§ **PROVIDED PASSAGE**:
"""

JOSÉ: I have good news. It’s that we changed the syntax in Rails 3.1 and duplicated the old one because I agree it was just horrible. the DSL. It’s just the hash.
DAVID:
Holy freaking crap! Guys, I think I’ve discovered a pattern here. We complain to something about José and then he tells us it’s already fixed. Quick! Find something else.
JAMES:
It’s kind of an interesting point though. We’ve actually hindered that earlier comment parroted by David Brady but, if you came into Rails a long time ago like most of us did. Then you’ll learn to how to write Rails, how Rails was then. Rails has grown up overtime and changed, right? And sometimes we just keep writing things the way we know how to write them and that still works in Rails. But in reading this book, as you casually introduced me to the architecture at every turn, here’s the middleware stack. Here’s how models work now and stuff like that. All I kept thinking is, “Oh! I’ve definitely been screwing that up. Oh! I really should have been using this.” Or things like that. It’s interesting. We need some pack like this book for people that have been in Rails. You used to write it like this now, you should be writing it like this.
DAVID:
James keeps reading things and going, “Ah! I’ve been screwing that up.” I keep reading things and going, “Hah! That’s a thing?”
CHUCK:
You weren’t getting it wrong. You just weren’t doing it at all.
DAVID:
I just want to, getting it at all.
CHUCK:
I have a real quick question and this is something that seems to come up every few months. I’m interested to get your take on it especially since we’re kind of digging in to; we’re going further down the rabbit hole with Rails. And that is that a lot of people are saying, Rails back in Version 1.2 was much easier to pick up that it is now. And it seems that with all the modularity and all this other features, there’s more to know. Do you feel like it’s easier or harder to learn to use? And how do this new feature kind of fit in with the way you think about that?

"""

§ **WRITTEN INSTRUCTION A**:
Rewrite the Rails discussion from "JOSÉ: I have" up to and including "just the hash.", substituting "awful" for "horrible".
§ **WRITTEN INSTRUCTION B**:
According to the Rails discussion, which version of Rails do a lot of people say was much easier to pick up?
The lines that follow have nothing to do with the Rails discussion.

§ **DATA EXTRACT**:
"""

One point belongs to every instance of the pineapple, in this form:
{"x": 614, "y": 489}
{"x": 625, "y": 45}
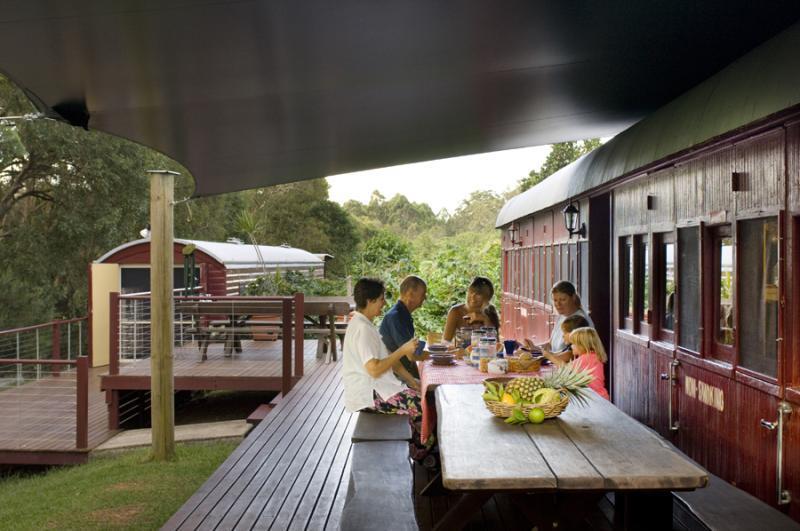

"""

§ **EXERCISE RESULT A**:
JOSÉ: I have good news. It’s that we changed the syntax in Rails 3.1 and duplicated the old one because I agree it was just awful. the DSL. It’s just the hash.

§ **EXERCISE RESULT B**:
Version 1.2